_Material for this task_.
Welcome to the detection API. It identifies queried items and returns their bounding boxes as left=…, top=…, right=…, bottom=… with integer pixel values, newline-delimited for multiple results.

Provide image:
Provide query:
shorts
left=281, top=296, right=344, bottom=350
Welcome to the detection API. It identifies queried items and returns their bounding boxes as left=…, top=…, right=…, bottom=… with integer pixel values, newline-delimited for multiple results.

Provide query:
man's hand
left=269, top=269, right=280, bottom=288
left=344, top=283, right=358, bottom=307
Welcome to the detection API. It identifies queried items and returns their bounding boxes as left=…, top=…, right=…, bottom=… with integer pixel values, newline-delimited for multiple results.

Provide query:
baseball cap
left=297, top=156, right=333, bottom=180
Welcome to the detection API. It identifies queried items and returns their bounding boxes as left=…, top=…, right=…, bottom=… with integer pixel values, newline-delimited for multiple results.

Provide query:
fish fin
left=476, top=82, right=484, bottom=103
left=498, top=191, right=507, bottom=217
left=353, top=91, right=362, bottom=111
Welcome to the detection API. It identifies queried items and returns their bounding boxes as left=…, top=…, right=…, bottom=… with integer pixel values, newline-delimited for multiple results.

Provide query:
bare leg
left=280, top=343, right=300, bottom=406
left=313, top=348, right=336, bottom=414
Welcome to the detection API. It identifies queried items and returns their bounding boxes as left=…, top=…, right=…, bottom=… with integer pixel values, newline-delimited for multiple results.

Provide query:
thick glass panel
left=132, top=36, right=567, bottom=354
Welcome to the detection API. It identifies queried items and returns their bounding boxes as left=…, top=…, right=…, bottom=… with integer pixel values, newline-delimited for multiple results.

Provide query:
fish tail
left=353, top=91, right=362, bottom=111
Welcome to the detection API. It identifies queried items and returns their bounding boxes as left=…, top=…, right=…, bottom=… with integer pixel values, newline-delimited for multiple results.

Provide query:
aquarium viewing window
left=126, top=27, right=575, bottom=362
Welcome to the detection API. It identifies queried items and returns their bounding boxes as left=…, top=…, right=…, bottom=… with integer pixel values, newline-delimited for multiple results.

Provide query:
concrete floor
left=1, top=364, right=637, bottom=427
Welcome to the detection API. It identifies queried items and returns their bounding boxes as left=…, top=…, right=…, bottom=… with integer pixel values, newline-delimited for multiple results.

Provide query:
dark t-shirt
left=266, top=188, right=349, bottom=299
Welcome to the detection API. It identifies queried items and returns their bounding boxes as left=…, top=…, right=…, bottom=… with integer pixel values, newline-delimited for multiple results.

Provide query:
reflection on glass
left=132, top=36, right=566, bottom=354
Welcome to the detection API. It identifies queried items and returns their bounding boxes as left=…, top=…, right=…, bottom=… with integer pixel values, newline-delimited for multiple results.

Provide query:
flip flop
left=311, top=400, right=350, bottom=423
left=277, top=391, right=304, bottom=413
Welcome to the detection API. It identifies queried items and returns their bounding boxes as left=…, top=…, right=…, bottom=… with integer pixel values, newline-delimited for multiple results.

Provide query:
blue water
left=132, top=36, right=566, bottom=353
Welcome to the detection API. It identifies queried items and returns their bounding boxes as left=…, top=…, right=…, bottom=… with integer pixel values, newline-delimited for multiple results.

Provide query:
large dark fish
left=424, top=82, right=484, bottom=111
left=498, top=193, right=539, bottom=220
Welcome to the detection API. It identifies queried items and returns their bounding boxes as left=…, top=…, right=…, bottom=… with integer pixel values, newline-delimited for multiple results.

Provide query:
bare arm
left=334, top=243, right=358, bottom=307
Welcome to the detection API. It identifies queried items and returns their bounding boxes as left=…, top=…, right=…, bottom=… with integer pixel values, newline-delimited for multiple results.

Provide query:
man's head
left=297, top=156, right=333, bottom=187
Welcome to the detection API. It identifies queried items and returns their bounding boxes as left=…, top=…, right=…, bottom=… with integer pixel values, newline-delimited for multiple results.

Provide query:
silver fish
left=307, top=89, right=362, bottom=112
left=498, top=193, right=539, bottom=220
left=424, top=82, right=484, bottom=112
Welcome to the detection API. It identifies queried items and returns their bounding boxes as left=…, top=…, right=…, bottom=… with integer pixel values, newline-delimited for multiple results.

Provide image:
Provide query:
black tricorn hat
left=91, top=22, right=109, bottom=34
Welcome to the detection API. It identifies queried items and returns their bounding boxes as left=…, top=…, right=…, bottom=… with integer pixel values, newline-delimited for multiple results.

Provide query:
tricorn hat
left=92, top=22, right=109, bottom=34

_Work required_.
All of the material above needs to be copied exactly.

_Task answer_.
Welcome to the detection API. It identifies queried items and returns their bounding boxes as left=…, top=…, right=…, bottom=… with integer pixel values, newline-delimited for multiple results.

Provide image:
Provide query:
shorts
left=281, top=296, right=344, bottom=350
Welcome to the detection API. It identifies queried items and returns their bounding boxes as left=…, top=…, right=…, bottom=… with integer pixel values, newline-delimited for multiple results.

Provide query:
man's hand
left=269, top=269, right=280, bottom=288
left=344, top=283, right=358, bottom=307
Welcome to the detection API. It identifies queried items and returns their bounding boxes as left=…, top=…, right=…, bottom=… with integer pixel values, newline-delimited for multiple results.

Provide query:
baseball cap
left=297, top=156, right=333, bottom=180
Welcome to the detection API. It identifies queried items and returns their bounding boxes as left=…, top=…, right=…, bottom=… with integer pixel values, newline-delimited for multiple results.

Provide query:
fish fin
left=476, top=82, right=484, bottom=103
left=498, top=191, right=507, bottom=217
left=353, top=91, right=362, bottom=111
Welcome to the detection API. It identifies queried items and returns their bounding boxes as left=…, top=…, right=…, bottom=… with integer pixel values, newline-delimited for multiple results.

Provide query:
bare leg
left=280, top=343, right=300, bottom=406
left=313, top=348, right=336, bottom=414
Welcome to the detection API. It identifies queried items and returns their bounding boxes as left=…, top=…, right=…, bottom=… with integer pixel values, newline-delimited for multiple results.

Provide query:
thick glass panel
left=132, top=36, right=567, bottom=354
Welcome to the detection API. It identifies queried items and returns their bounding boxes as left=…, top=…, right=…, bottom=… with integer pixel values, newline-delimited for multiple results.

Provide query:
fish tail
left=353, top=91, right=362, bottom=111
Welcome to the detection API. It identifies queried items and returns their bounding boxes as left=…, top=…, right=…, bottom=… with integer pixel values, newline-delimited for multiple results.

Provide query:
aquarium viewing window
left=126, top=27, right=575, bottom=362
Welcome to the detection API. It identifies queried items and returns their bounding boxes as left=…, top=…, right=…, bottom=… with integer pixel values, newline-delimited for multiple results.

Provide query:
concrete floor
left=1, top=364, right=637, bottom=427
Welcome to the detection API. It identifies queried items and returns their bounding boxes as left=…, top=…, right=…, bottom=… with integer pixel values, newline-delimited for multiple results.

Provide query:
dark t-shirt
left=266, top=188, right=349, bottom=299
Welcome to the detection API. It identifies queried items and returns their bounding boxes as left=…, top=…, right=…, bottom=… with integer pixel values, newline-delimited for multiple results.

Provide query:
reflection on glass
left=132, top=36, right=566, bottom=354
Welcome to the detection API. It identifies queried items and returns their bounding boxes as left=…, top=…, right=…, bottom=… with integer pixel values, newline-delimited for multiple results.

Provide query:
flip flop
left=311, top=400, right=350, bottom=423
left=277, top=391, right=304, bottom=413
Welcome to the detection API. It identifies queried items and returns their bounding boxes as left=…, top=…, right=…, bottom=… with integer pixel values, newline-delimited for multiple results.

Provide query:
blue water
left=132, top=36, right=566, bottom=353
Welcome to the detection API. It identifies queried items and returns their bounding boxes as left=…, top=…, right=…, bottom=… with integer pixel values, newline-delimited for multiple results.

Provide query:
large dark fish
left=424, top=82, right=484, bottom=111
left=498, top=193, right=539, bottom=220
Welcome to the detection API. It identifies queried items and returns their bounding boxes as left=…, top=…, right=…, bottom=… with integer pixel values, newline-delimited for multiple results.

Provide query:
bare arm
left=334, top=243, right=358, bottom=307
Welcome to the detection API. It identifies queried items and returns their bounding boxes as left=…, top=…, right=…, bottom=… with integer pixel values, newline-delimited for multiple results.

Provide query:
man's head
left=297, top=156, right=333, bottom=187
Welcome to the detection API. It identifies queried items and returns their bounding boxes as left=…, top=…, right=…, bottom=… with integer pixel values, newline-delimited for multiple results.

Provide query:
silver fish
left=307, top=89, right=362, bottom=112
left=498, top=193, right=539, bottom=220
left=424, top=82, right=484, bottom=112
Welcome to the detection API. It identifies queried items and returns their bounding boxes as left=…, top=…, right=…, bottom=… with integer pixel values, newline-delimited for multiple results.

Provide image:
Provide query:
black tricorn hat
left=91, top=22, right=109, bottom=34
Welcome to the detection API. It identifies queried items and returns their bounding boxes as left=…, top=…, right=…, bottom=… with integer pixel values, newline-delimited for multiple results.

Provide query:
tricorn hat
left=92, top=22, right=109, bottom=34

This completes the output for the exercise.